What to do >> Extend the passage on overcoming the fear of disasters, picking up right after its final sentence.

Supplied text >>
##########

But really, how can a picture hurt you?
Better that each serve as a Hallmark card that greets your fitful fevers with reason and uncurtains your valor. Then, so gospeled, you may see that defeating a disaster is as innocently easy as deciding to go out to dinner. Remove the dread that bars your doors of perception, and you will enjoy a banquet of treats that will make the difference between suffering and safety. You will enter a brave new world that will erase your panic, and release you from the grip of terror, and relieve you of the deadening effects of indifference —and you will find that switch of initiative that will energize your intelligence, empower your imagination, and rouse your sense of vigilance in ways that will tilt the odds of danger from being forever against you to being always in your favor. Indeed, just thinking about a disaster is one of the best things you can do —because it allows you to imagine how you would respond in a way that is free of pain and destruction.
Another reason why disasters seem so scary is that many victims tend to see them as a whole rather than divide them into much smaller and more manageable problems. A disaster can seem overwhelming when confronted with everything at once —but if you dice it into its tiny parts and knock them off one at a time, the whole thing can seem as easy as eating a lavish dinner one bite at a time.

##########

Raw data >>

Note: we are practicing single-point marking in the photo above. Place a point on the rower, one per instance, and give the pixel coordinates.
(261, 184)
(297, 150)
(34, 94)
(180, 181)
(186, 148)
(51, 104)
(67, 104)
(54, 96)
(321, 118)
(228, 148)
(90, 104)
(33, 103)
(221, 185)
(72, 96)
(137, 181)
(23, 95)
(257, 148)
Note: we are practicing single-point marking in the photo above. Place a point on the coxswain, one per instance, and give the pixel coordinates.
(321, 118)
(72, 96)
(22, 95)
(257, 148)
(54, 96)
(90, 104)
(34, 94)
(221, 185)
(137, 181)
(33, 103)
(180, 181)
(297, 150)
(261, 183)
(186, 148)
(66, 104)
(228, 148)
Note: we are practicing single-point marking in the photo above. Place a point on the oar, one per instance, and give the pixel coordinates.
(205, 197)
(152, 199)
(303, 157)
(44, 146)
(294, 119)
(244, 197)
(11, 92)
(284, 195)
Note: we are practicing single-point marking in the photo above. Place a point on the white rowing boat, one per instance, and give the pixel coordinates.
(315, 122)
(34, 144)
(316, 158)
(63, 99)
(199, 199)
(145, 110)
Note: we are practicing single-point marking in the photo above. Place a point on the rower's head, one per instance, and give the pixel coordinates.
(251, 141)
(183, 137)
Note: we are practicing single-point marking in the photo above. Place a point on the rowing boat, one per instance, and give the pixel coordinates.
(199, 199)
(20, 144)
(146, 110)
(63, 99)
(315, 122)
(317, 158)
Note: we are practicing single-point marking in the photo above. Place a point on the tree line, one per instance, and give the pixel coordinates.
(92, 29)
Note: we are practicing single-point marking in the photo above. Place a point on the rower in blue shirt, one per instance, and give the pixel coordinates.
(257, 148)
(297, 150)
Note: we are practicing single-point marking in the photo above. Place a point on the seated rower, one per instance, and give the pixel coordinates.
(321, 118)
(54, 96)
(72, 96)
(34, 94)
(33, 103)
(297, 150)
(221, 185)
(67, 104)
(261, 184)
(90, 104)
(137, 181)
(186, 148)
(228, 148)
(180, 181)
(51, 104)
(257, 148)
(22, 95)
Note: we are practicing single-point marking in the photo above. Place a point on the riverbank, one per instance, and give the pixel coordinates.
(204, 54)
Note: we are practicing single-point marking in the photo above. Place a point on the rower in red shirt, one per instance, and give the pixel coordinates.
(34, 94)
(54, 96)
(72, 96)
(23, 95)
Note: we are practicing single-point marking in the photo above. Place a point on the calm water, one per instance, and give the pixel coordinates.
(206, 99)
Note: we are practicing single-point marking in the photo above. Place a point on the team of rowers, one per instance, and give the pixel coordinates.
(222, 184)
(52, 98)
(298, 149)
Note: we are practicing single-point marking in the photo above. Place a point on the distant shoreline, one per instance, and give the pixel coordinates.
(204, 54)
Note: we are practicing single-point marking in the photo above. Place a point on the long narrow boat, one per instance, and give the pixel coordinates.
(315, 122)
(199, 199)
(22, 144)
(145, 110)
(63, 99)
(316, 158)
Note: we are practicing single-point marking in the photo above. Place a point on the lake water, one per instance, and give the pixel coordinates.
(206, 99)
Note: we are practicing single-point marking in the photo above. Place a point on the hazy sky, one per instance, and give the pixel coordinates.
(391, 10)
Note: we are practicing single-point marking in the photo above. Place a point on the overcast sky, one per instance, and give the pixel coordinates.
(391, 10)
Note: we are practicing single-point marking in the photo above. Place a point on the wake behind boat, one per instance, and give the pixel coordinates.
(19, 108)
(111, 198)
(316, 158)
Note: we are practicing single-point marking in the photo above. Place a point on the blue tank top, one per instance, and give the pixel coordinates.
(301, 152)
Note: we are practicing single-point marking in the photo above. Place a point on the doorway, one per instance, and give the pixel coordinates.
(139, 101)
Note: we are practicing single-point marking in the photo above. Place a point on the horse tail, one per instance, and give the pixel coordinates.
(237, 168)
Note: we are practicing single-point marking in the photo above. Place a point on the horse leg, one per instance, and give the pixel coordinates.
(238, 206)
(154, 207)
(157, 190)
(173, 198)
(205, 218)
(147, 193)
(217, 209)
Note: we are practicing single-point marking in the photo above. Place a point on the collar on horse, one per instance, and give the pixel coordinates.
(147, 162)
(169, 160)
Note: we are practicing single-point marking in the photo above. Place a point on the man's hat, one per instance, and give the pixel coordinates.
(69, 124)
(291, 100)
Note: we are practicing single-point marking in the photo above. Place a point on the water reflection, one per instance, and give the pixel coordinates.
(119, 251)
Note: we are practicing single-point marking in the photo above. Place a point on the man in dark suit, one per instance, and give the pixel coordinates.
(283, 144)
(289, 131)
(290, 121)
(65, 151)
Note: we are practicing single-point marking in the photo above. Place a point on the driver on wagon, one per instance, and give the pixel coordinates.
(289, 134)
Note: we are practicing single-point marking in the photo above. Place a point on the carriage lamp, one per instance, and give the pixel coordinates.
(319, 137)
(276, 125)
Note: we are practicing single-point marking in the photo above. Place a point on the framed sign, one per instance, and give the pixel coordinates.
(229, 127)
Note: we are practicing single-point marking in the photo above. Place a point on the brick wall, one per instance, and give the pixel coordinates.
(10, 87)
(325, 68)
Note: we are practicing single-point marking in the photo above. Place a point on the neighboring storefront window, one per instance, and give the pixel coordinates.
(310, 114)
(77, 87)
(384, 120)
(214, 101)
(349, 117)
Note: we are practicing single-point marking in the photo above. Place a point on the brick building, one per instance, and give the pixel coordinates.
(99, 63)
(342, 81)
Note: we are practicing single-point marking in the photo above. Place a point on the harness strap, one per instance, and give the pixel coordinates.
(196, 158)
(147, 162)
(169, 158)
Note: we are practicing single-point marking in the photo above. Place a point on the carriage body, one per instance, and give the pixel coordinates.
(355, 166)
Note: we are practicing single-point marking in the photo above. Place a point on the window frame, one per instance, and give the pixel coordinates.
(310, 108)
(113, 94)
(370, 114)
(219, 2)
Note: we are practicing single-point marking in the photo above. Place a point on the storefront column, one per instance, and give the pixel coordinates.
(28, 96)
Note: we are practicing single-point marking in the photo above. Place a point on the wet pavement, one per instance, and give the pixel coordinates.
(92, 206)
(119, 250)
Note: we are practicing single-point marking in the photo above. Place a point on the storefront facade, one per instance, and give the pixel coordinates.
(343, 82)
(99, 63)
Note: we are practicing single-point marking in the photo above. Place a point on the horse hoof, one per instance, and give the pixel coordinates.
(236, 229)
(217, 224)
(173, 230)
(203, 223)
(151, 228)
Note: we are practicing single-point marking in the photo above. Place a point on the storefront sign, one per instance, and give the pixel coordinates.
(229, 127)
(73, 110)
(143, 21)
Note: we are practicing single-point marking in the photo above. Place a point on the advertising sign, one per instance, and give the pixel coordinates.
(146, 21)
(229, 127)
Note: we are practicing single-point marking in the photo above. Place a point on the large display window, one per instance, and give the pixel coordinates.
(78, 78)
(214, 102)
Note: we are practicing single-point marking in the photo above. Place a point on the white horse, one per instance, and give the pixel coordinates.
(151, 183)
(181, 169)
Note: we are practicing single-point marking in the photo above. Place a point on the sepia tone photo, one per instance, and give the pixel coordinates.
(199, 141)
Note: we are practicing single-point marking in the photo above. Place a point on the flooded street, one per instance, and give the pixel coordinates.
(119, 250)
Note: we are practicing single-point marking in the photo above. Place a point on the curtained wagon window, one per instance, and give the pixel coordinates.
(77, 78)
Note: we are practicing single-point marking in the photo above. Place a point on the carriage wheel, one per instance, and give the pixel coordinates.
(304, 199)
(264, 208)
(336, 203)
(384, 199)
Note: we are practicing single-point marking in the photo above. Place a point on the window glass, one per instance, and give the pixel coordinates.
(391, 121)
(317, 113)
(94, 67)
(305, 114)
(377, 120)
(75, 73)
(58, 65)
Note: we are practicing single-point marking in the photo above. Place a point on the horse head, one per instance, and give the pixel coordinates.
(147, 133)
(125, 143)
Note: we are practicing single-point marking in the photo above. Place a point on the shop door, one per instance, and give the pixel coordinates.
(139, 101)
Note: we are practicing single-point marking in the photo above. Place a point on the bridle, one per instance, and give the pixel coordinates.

##########

Answer to the task >>
In a disaster you must also plan for disruption as well as destruction. Death and damage may make the news, but in almost every disaster far more lives are disrupted than destroyed. Witness the tornado that struck Joplin, Missouri, in May 2011 and killed 158 people. The path of death and destruction was less than a mile wide and only 22 miles long —but within thirty miles 160,000 citizens whose property didn’t suffer a dime of damage were profoundly disrupted by the carnage, loss of power and water, suspension of civic services, and inability to buy food, gas, and other necessities. You may rightfully believe your chances of dying in a disaster in your lifetime may be nearly nil, but the chances of your life being disrupted by a disaster in the next decade is nearly a sure thing.
Not only should you prepare for disasters, you should learn to premeditate them. Prepare concerns the body; premeditate concerns the mind. Everywhere you go, think what could happen and how you might/could/would/should respond. Use your imagination. Fill your brain with these visualizations —run mind-movies in your head —develop a repertoire —until when you walk into a building/room/situation you’ll automatically know what to do. If a disaster does ambush you —sure you’re apt to panic, but in seconds your memory will load the proper video into your mobile disk drive and you’ll feel like you’re watching a scary movie for the second time and you’ll know what to expect and how to react. That’s why this book is important: its manner of vivifying disasters kickstarts and streamlines your acquiring these premeditations, which lays the foundation for satisfying your needs when a disaster catches you by surprise.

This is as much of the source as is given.